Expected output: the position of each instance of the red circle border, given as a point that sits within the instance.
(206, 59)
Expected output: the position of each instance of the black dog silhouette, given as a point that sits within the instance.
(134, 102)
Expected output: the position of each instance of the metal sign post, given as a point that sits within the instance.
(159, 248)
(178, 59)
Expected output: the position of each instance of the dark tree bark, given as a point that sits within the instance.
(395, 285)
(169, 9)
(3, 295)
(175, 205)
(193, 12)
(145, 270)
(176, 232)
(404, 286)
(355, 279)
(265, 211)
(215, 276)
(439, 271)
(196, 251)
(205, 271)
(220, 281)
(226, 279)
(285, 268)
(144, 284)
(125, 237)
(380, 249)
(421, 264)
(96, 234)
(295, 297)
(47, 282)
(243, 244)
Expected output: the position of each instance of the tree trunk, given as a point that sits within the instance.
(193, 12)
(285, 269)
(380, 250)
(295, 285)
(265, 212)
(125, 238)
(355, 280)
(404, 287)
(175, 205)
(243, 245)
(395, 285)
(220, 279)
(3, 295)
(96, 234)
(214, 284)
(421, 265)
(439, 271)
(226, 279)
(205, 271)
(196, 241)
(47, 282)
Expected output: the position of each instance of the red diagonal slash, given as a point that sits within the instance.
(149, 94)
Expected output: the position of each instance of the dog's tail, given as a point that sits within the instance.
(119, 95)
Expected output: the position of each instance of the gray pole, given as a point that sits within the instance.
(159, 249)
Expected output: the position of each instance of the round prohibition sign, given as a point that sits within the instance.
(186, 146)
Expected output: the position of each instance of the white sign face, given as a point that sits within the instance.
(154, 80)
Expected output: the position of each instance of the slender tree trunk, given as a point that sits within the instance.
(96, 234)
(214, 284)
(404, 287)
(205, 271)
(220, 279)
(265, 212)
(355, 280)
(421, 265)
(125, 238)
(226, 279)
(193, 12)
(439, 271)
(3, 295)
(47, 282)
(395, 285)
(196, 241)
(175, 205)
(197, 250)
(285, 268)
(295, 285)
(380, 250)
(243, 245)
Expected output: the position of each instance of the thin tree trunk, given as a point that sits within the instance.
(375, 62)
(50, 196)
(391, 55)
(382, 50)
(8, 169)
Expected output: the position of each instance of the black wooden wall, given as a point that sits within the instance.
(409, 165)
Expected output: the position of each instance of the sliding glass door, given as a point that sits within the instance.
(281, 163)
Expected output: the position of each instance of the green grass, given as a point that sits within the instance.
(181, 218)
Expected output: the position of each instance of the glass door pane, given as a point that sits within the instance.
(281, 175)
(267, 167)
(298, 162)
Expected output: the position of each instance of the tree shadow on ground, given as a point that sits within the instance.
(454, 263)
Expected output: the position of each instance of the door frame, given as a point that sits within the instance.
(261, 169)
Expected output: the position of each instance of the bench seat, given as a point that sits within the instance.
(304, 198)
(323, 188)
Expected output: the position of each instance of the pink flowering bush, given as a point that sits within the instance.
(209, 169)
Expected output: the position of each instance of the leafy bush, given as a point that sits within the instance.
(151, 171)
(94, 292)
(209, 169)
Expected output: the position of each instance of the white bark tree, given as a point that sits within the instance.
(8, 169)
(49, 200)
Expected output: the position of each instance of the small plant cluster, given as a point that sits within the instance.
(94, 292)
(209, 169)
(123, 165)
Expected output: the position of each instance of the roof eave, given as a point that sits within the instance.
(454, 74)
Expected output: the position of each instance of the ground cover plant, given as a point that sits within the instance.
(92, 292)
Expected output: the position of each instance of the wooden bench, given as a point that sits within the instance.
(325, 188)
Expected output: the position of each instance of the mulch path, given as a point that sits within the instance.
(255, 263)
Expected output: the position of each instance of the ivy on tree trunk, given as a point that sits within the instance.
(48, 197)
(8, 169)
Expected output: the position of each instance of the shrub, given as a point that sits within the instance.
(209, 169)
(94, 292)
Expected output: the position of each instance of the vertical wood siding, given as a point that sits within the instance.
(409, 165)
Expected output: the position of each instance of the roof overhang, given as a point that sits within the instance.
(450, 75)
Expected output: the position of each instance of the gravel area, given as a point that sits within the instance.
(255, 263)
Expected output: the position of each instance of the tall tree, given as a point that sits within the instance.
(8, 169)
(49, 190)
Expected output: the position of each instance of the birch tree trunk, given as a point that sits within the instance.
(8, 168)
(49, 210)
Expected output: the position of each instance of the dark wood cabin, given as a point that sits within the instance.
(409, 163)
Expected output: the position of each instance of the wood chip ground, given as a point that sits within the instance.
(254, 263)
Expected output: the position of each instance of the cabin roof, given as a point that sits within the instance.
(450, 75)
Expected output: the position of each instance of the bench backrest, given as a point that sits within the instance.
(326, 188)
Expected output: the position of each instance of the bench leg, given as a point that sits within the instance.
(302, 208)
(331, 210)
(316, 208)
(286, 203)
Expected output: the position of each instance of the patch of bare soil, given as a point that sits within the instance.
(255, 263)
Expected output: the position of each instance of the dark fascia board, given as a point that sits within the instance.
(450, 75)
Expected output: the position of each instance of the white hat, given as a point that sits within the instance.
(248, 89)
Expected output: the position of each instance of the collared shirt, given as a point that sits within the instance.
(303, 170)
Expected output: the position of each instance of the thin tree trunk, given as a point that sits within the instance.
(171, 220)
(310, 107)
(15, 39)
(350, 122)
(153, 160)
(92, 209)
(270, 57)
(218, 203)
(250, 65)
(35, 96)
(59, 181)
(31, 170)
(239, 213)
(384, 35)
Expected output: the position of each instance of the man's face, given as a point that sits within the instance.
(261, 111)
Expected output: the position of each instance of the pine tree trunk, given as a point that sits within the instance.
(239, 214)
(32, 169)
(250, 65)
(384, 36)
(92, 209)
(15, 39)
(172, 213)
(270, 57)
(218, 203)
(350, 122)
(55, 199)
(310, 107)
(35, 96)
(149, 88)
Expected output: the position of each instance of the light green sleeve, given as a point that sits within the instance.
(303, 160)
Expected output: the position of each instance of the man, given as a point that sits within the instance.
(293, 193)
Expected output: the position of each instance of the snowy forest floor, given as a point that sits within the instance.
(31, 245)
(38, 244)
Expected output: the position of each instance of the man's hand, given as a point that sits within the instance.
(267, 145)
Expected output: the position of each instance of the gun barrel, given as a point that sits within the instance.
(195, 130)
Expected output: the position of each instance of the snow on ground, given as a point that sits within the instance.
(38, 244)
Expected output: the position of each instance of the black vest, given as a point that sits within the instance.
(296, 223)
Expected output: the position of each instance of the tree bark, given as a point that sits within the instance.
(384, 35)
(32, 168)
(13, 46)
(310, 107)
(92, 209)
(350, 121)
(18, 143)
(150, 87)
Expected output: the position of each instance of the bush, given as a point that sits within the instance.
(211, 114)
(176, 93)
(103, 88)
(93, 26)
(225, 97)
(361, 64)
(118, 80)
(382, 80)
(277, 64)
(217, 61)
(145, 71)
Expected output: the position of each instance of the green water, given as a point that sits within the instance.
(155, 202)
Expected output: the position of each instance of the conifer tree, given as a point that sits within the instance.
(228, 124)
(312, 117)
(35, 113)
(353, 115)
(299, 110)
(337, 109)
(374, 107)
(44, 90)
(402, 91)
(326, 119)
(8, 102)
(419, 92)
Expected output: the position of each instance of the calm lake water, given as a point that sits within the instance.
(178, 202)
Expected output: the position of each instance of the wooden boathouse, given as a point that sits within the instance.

********************

▶ [Task to complete]: Edit the material starting at the line containing "Expected output: the position of each instance of the conifer" and ending at the end of the material, replacing "wooden boathouse" with "stone boathouse" and leaving everything else unchanged. Give only those lines.

▶ [Task result]:
Expected output: the position of each instance of the conifer tree, given as a point that sits within the instance.
(228, 124)
(312, 117)
(35, 113)
(353, 115)
(299, 110)
(337, 109)
(374, 107)
(44, 90)
(402, 91)
(326, 119)
(8, 102)
(419, 92)
Expected output: the position of each instance of the calm lake water, given as a point that sits within the instance.
(178, 202)
Expected output: the position of each instance of the stone boathouse, given as a point that sits within the instance.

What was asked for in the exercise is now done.